Tekst:
5.4 Afwijken van de bouwregels
5.4.1 Afwijking met betrekking tot hoofdgebouwen
Burgemeester en wethouders zijn bij het verlenen van een omgevingsvergunning bevoegd af te wijken van het bepaalde onder 5.2.2 en toestaan dat een gebouw gedeeltelijk buiten een bouwvlak wordt gebouwd, mits:
-
a. de gezamenlijke oppervlakte van de gebouwen buiten het bouwvlak niet meer dan 25 m2 bedraagt;
-
b. de hoogte van de gebouwen buiten het bouwvlak niet meer dan 5 meter bedraagt;
-
c. geen onevenredige aantasting plaats vindt van:
-
1. het straat- en bebouwingsbeeld;
-
2. de verkeersveiligheid;
-
3. de sociale veiligheid;
-
4. de milieusituatie;
-
5. de gebruiksmogelijkheden van de aangrenzende gronden.
5.4.2 Verlenen van afwijking voor nutsgebouwen
Burgemeester en wethouders zijn bij het verlenen van een omgevingsvergunning bevoegd af te wijken van het bepaalde onder 5.2.5 en toestaan dat grotere nutsvoorzieningen worden opgericht, mits wordt voldaan aan de volgende bepalingen:
-
a. de bebouwde oppervlakte mag niet meer bedragen dan 25 m2;
-
b. de hoogte mag niet meer bedragen dan 5 m;
-
c. geen onevenredige aantasting plaats vindt van:
-
1. het straat- en bebouwingsbeeld;
-
2. de verkeersveiligheid;
-
3. de sociale veiligheid;
-
4. de milieusituatie;
-
5. de stedenbouwkundige kwaliteit van de omgeving.
5.5 Specifieke gebruiksregels
5.5.1 Strijdig gebruik
Onder strijdig gebruik in de zin van artikel 2.1, eerste lid, onder c van de Wabo wordt in ieder geval begrepen;
-
a. het gebruik van de in de bestemming aangegeven gronden en de daarop voorkomende bouwwerken c.q. gebouwen of delen daarvan ten behoeve van een seksinrichting;
-
b. het gebruik van aan-, uitbouwen en bijgebouwen voor zelfstandige bewoning.

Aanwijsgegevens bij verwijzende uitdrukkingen
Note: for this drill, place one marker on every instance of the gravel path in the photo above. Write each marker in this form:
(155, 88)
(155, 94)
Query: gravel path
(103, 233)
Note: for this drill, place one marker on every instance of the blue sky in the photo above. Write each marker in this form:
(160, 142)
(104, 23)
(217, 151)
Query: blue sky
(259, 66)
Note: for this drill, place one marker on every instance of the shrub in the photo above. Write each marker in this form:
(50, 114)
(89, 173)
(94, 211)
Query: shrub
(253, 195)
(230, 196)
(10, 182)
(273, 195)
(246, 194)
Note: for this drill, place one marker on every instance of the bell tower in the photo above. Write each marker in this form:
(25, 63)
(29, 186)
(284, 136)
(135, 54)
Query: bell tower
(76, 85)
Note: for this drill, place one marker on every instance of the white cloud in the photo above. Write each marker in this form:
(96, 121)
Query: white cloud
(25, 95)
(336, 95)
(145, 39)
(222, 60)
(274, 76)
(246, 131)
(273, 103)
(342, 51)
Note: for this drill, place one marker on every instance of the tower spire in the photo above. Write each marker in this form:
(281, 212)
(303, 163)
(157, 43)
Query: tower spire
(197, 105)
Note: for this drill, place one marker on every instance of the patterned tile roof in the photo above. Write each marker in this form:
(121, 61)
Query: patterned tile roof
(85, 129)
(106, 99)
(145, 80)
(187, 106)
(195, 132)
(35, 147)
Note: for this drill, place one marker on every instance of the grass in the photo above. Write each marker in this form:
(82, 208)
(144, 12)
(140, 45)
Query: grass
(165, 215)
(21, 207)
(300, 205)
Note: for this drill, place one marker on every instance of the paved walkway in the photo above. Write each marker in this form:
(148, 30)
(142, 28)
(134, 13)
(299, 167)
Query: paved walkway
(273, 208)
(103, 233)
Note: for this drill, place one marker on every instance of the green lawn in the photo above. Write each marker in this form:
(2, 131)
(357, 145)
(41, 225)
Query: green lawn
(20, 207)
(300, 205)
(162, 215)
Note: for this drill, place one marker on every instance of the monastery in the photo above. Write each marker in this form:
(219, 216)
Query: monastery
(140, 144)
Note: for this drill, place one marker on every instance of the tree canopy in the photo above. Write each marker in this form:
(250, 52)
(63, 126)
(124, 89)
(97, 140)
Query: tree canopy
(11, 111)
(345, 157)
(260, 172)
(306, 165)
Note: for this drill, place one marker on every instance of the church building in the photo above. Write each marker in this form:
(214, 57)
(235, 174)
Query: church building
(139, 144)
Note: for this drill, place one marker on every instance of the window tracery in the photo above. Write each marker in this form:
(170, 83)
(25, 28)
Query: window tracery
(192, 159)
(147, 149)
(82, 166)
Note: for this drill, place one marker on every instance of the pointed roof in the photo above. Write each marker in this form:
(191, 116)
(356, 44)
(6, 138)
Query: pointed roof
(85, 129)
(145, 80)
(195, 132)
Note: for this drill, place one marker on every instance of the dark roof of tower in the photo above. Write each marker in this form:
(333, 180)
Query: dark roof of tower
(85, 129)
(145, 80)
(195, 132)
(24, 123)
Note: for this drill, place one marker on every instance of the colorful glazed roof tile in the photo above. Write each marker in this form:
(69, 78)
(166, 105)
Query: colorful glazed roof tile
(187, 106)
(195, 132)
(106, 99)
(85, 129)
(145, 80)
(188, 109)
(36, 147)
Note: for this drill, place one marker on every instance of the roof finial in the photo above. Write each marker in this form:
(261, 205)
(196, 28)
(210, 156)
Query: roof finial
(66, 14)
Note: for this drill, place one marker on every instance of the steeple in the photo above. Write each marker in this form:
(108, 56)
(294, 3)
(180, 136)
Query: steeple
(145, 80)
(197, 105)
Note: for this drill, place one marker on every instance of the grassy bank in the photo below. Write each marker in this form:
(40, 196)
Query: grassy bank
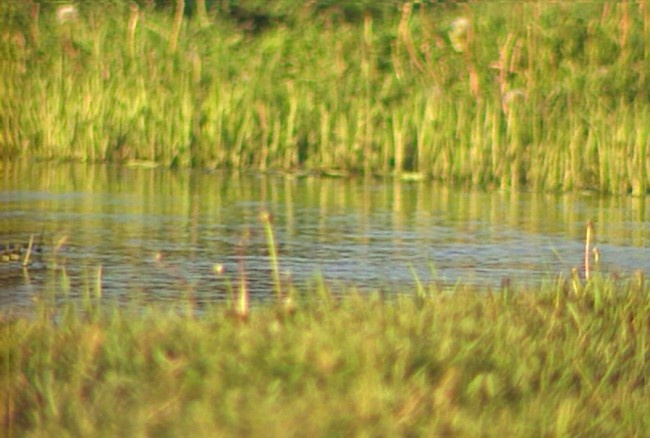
(565, 360)
(554, 97)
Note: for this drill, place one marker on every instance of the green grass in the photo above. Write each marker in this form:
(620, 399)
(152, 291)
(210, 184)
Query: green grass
(565, 359)
(548, 96)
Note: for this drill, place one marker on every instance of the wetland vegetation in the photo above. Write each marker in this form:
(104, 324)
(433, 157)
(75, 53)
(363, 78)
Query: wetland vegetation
(547, 96)
(544, 96)
(565, 359)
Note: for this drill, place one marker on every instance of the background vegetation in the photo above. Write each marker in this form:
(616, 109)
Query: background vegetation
(551, 96)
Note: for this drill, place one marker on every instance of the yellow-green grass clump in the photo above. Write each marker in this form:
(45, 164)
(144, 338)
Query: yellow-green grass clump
(564, 359)
(550, 96)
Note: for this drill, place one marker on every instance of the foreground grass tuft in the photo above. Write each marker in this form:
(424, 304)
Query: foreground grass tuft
(564, 360)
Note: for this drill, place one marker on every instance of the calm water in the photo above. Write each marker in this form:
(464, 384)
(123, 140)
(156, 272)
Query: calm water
(370, 233)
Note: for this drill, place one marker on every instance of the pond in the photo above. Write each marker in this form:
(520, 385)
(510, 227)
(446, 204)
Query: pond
(159, 233)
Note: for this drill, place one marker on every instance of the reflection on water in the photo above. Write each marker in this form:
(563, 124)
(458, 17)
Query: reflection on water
(370, 233)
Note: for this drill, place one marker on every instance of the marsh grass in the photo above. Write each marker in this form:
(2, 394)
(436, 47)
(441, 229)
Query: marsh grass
(568, 357)
(547, 361)
(549, 96)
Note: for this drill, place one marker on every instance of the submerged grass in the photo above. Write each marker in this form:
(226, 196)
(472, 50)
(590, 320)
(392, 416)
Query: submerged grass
(555, 361)
(551, 96)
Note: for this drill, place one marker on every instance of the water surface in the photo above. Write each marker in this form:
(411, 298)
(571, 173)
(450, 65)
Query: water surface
(159, 233)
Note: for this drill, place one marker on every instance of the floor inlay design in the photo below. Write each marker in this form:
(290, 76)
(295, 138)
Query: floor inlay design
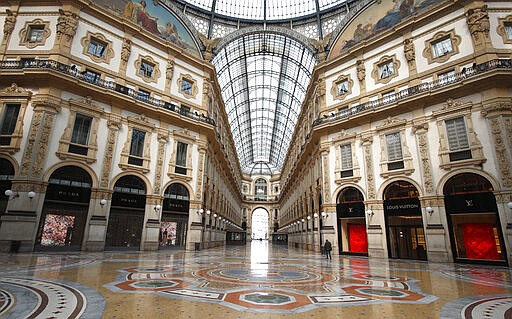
(272, 287)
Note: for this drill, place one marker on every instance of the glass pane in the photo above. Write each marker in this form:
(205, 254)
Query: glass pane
(9, 119)
(394, 147)
(181, 154)
(456, 132)
(81, 129)
(137, 145)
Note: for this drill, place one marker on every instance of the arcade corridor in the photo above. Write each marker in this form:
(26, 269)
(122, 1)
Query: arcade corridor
(254, 281)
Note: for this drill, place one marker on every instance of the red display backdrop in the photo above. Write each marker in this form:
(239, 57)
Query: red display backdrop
(479, 241)
(357, 238)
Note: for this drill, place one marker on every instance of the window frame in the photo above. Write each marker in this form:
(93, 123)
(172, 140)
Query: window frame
(100, 38)
(147, 60)
(184, 137)
(134, 162)
(394, 166)
(503, 23)
(88, 108)
(384, 61)
(24, 34)
(335, 87)
(192, 91)
(428, 52)
(449, 159)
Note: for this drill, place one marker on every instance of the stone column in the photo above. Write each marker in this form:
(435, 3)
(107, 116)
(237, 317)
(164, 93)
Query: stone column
(97, 230)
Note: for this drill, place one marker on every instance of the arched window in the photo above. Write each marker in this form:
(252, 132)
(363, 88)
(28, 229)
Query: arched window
(467, 183)
(260, 189)
(350, 195)
(400, 190)
(176, 198)
(130, 185)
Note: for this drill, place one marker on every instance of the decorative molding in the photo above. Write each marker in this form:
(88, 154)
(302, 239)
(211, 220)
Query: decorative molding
(9, 23)
(410, 54)
(67, 23)
(25, 33)
(191, 92)
(163, 139)
(421, 129)
(477, 20)
(502, 22)
(149, 60)
(109, 52)
(139, 122)
(455, 40)
(126, 51)
(113, 125)
(385, 60)
(15, 95)
(502, 154)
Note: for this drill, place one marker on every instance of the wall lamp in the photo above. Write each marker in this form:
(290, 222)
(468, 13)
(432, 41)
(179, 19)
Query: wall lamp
(9, 193)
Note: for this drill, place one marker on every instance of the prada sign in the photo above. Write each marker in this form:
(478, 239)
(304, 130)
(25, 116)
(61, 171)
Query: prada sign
(470, 203)
(128, 200)
(407, 206)
(68, 194)
(350, 210)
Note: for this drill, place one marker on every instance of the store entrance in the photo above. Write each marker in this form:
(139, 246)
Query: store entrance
(65, 208)
(407, 238)
(126, 218)
(125, 229)
(404, 222)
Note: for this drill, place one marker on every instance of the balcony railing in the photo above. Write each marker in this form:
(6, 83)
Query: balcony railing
(404, 94)
(70, 70)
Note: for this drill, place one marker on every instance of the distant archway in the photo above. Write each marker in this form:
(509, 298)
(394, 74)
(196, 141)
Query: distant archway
(259, 224)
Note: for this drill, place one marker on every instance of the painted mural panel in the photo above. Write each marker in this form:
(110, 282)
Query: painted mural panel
(154, 18)
(373, 21)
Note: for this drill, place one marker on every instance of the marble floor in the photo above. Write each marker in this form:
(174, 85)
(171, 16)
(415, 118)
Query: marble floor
(256, 281)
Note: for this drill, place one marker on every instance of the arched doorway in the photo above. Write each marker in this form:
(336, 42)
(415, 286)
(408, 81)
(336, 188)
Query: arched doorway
(126, 219)
(65, 209)
(174, 223)
(404, 222)
(6, 175)
(475, 228)
(259, 224)
(352, 236)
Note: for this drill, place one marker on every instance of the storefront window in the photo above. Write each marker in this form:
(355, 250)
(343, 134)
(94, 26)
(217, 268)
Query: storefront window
(474, 223)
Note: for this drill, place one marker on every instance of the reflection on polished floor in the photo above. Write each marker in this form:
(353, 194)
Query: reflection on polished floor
(254, 281)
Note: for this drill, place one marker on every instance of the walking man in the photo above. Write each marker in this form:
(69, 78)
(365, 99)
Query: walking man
(328, 248)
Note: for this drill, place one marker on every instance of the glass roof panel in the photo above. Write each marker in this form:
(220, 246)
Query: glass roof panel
(256, 10)
(263, 78)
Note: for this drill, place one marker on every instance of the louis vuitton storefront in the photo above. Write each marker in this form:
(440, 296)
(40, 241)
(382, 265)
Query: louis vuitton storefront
(475, 230)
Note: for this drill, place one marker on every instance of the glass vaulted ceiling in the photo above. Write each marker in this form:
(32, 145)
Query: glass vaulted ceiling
(264, 9)
(263, 78)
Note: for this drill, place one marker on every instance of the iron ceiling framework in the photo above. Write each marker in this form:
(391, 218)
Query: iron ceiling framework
(263, 78)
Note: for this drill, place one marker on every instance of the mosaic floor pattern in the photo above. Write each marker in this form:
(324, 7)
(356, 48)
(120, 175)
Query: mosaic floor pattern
(255, 281)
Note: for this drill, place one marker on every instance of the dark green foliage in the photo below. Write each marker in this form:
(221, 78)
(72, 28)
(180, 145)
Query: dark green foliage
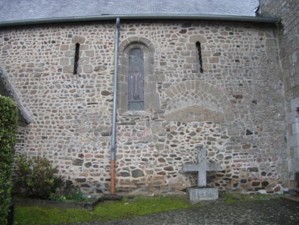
(8, 128)
(35, 177)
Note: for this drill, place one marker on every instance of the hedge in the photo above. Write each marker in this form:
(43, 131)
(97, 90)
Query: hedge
(8, 128)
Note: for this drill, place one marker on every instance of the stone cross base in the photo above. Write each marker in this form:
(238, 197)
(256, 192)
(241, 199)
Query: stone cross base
(197, 194)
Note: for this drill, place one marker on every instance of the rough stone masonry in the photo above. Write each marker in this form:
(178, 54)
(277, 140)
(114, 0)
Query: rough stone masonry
(232, 103)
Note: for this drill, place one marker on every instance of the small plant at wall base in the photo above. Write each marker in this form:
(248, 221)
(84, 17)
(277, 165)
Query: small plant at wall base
(8, 129)
(35, 177)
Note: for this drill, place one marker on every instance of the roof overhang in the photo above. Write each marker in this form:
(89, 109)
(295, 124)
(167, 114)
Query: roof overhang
(253, 19)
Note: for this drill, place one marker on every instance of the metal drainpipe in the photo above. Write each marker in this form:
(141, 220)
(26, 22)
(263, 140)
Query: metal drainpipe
(113, 136)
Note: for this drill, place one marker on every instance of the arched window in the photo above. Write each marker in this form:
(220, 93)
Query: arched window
(136, 80)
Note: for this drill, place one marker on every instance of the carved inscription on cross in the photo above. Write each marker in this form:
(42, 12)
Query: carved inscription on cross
(201, 167)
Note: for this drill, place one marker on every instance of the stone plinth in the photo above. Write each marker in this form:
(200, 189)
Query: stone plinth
(197, 194)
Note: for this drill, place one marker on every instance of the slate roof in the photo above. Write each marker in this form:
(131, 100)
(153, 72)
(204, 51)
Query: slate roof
(16, 10)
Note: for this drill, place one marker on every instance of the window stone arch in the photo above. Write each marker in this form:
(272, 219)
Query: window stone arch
(151, 98)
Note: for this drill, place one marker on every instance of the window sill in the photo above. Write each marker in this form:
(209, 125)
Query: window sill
(136, 113)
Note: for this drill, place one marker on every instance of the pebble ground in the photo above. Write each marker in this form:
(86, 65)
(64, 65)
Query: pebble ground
(270, 212)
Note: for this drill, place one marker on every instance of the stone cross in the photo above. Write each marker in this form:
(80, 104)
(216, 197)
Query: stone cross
(201, 167)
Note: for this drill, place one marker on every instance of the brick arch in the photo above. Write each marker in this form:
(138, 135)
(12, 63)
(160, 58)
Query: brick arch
(124, 46)
(196, 101)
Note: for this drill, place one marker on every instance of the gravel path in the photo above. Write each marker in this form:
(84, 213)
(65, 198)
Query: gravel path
(271, 212)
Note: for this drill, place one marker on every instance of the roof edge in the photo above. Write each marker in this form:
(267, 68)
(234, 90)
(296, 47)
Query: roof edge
(255, 19)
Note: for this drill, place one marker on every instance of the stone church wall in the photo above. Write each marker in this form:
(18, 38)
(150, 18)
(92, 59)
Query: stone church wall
(288, 11)
(231, 103)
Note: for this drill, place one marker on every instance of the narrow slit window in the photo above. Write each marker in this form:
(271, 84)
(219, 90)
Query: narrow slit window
(76, 59)
(198, 47)
(136, 80)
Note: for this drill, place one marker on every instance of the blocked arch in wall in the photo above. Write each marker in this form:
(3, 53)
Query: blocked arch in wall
(151, 98)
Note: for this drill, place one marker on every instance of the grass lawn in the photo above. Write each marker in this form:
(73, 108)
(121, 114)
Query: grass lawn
(126, 208)
(117, 210)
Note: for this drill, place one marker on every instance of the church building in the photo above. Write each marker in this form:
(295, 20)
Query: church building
(120, 94)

Opdrachten:
1. Leg in één tot drie zinnen uit onder welke voorwaarden burgemeester en wethouders volgens de tekst grotere nutsvoorzieningen mogen toestaan.
2. Schrijf de tekst over de bouw- en gebruiksregels verder, aansluitend op de laatste bepaling die erin staat.

Antwoorden per opdracht:
1. Burgemeester en wethouders mogen bij een omgevingsvergunning afwijken van het bepaalde onder 5.2.5. De bebouwde oppervlakte mag dan niet meer dan 25 m2 zijn en de hoogte niet meer dan 5 m. Ook mag er geen onevenredige aantasting zijn van het straat- en bebouwingsbeeld, de verkeersveiligheid, de sociale veiligheid, de milieusituatie en de stedenbouwkundige kwaliteit van de omgeving.

2.
5.5.2 Aan-huis-verbonden-beroep
Ten aanzien van de uitoefening van een aan-huis-verbonden-beroeps- of bedrijfsactiviteit gelden de volgende voorwaarden:
-
a. het aan-huis-verbonden-beroep mag uitsluitend worden uitgeoefend door een bewoner van het hoofdgebouw op hetzelfde bouwperceel;
-
b. er mag geen hinder worden of kunnen worden toegebracht aan het woonmilieu;
-
c. er mag niet meer dan 1/3 van de oppervlakte van de woning en de bij deze woning behorende aan-/uitbouwen en bijgebouwen voor de beroepsuitoefening worden gebruikt, met een maximum van 40 m2;
-
d. het mogen geen zodanig verkeersaantrekkende activiteiten betreffen, ten gevolge waarvan extra verkeersmaatregelen, waaronder parkeervoorzieningen, noodzakelijk worden.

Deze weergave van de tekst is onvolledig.